■ Task description
Output, unchanged, every line of the items below from the line containing "Mark every instance of the arched" down to the line containing "[(96, 76), (132, 59)]", with both of those lines included.

■ Information provided
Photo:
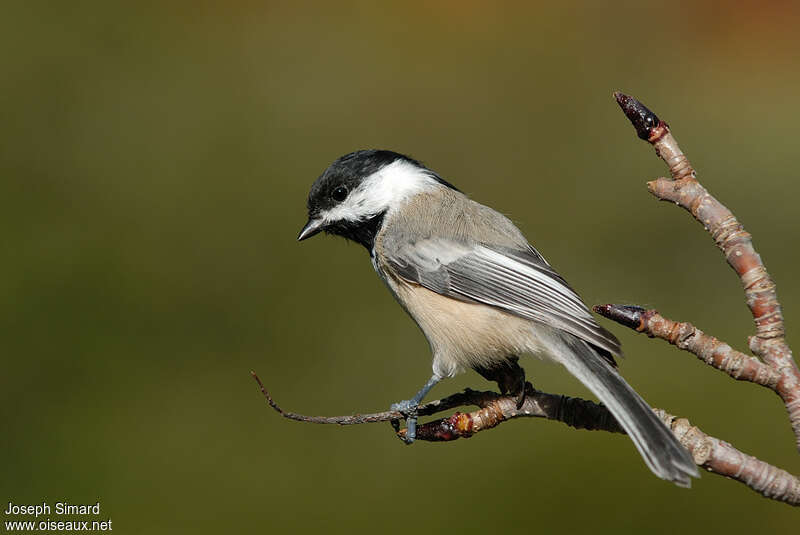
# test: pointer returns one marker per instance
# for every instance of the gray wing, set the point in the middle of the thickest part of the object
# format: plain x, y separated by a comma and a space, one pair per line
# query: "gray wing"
518, 281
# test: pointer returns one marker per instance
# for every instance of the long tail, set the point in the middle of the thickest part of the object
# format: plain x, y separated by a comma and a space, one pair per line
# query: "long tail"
658, 446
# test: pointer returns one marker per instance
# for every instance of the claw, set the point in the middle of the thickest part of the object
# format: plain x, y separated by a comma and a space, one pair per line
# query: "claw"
409, 408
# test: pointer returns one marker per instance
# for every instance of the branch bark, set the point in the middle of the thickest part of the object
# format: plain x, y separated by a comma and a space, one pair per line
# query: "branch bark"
711, 453
776, 370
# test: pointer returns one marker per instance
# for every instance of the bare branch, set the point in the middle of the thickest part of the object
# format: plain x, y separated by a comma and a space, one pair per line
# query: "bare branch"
736, 244
711, 453
686, 336
778, 371
721, 458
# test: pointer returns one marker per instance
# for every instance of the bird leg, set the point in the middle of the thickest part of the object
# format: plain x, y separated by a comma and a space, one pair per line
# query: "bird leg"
409, 408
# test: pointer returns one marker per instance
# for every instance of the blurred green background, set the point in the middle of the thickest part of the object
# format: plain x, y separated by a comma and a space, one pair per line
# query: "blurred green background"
154, 164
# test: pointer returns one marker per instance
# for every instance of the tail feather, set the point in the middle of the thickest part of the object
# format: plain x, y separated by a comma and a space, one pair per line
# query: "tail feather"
659, 448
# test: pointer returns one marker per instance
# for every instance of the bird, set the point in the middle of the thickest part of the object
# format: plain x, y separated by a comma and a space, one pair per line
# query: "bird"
480, 293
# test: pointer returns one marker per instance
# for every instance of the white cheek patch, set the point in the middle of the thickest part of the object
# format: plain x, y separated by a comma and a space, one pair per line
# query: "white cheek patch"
382, 191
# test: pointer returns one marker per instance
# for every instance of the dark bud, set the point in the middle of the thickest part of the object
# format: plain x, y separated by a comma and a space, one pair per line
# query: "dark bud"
642, 119
627, 315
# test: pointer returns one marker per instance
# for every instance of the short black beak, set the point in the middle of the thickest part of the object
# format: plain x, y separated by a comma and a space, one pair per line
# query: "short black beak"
314, 226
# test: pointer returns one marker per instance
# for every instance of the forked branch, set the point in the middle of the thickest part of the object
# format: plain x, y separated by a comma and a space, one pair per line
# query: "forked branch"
776, 370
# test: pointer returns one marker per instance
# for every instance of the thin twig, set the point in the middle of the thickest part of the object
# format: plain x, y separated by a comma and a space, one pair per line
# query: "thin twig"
736, 244
708, 452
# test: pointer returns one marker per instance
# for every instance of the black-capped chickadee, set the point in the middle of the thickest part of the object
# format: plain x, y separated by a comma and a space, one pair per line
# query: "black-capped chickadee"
481, 294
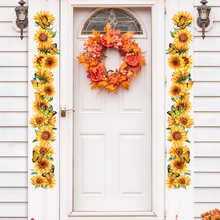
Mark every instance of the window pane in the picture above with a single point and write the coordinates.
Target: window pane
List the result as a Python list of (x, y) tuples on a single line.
[(119, 20)]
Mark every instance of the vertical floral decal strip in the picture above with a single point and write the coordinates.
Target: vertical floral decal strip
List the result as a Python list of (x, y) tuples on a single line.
[(179, 120), (43, 120)]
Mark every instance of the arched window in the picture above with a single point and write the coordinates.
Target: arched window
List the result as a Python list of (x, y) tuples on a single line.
[(119, 20)]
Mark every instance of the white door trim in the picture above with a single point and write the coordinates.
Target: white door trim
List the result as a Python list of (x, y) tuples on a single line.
[(158, 106)]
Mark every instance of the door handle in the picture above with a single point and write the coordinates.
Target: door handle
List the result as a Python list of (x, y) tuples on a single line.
[(64, 110)]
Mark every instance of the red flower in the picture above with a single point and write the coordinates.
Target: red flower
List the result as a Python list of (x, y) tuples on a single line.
[(96, 76), (132, 59)]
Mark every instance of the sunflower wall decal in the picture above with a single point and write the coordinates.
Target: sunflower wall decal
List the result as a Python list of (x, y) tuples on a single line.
[(43, 120), (179, 120)]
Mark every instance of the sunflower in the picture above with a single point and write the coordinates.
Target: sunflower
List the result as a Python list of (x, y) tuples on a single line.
[(39, 17), (183, 36), (182, 181), (38, 120), (185, 105), (179, 75), (45, 150), (50, 61), (185, 96), (42, 166), (187, 59), (45, 135), (181, 48), (48, 90), (176, 62), (38, 180), (187, 17), (51, 122), (45, 75), (43, 36), (178, 166), (51, 182), (38, 59), (184, 120), (176, 90), (171, 121), (178, 150), (36, 105), (170, 182), (177, 135), (38, 96)]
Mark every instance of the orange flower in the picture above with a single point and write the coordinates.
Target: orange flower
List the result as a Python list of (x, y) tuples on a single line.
[(132, 59)]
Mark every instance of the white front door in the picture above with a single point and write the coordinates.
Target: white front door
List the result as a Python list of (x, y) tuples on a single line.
[(107, 141)]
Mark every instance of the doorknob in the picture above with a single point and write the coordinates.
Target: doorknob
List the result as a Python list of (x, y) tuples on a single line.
[(64, 110)]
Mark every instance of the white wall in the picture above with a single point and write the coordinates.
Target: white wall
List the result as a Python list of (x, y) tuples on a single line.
[(207, 114), (13, 117)]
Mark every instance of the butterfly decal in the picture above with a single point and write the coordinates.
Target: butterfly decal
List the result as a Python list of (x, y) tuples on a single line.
[(54, 49), (50, 173), (187, 85), (176, 112), (185, 157), (44, 22), (37, 157), (47, 111), (182, 23), (172, 174), (37, 85)]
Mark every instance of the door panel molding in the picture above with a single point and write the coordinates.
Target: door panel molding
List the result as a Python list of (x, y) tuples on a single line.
[(158, 109)]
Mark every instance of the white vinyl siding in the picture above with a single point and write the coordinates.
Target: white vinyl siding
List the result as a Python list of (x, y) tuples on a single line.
[(13, 117), (207, 115)]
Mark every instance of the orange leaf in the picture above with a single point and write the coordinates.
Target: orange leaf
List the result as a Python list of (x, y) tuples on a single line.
[(110, 88), (142, 61), (94, 85), (128, 35), (126, 85), (102, 84), (123, 65), (107, 28)]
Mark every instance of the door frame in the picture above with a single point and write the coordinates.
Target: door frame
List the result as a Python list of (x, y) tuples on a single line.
[(158, 108)]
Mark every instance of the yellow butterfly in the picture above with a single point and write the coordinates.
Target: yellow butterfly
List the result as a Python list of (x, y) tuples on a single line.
[(187, 85), (182, 23), (46, 111), (37, 84), (37, 157), (185, 157), (177, 111), (49, 174), (54, 49), (44, 22)]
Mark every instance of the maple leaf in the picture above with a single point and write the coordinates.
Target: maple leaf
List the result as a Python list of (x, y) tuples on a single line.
[(126, 85), (102, 84), (128, 35), (107, 28), (110, 88), (142, 61), (123, 65)]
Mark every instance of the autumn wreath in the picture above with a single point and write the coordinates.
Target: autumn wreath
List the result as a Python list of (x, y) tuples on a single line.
[(93, 58)]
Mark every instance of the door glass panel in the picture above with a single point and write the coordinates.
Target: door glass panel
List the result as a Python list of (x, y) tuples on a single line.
[(118, 19)]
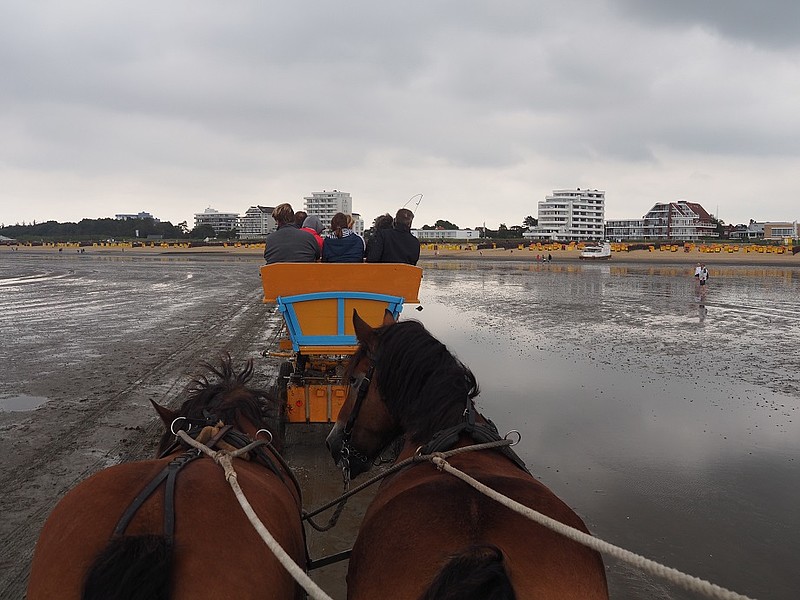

■ Response to the exercise
Mark every instance of the arched window in the picture above with a single point and write the coordinates.
Target: arched window
List the result as a Python list of (x, y) tuples on a single line.
[(119, 20)]
Mark every instance of the white door trim in the picture above with a single point and write the coordinates.
Target: white door trim
List the result as a Python list of (x, y) tuples on a single line.
[(158, 106)]
Mark every instance of the door handle in the picture above with a single point and write the coordinates.
Target: door handle
List the result as a Python list of (x, y) tuples on a single line.
[(64, 110)]
Mark every instance of the red flower in the picture above with a single point and write the coordinates.
Target: red flower
List the result as a Python list of (x, y) tuples on a single line.
[(96, 76), (132, 59)]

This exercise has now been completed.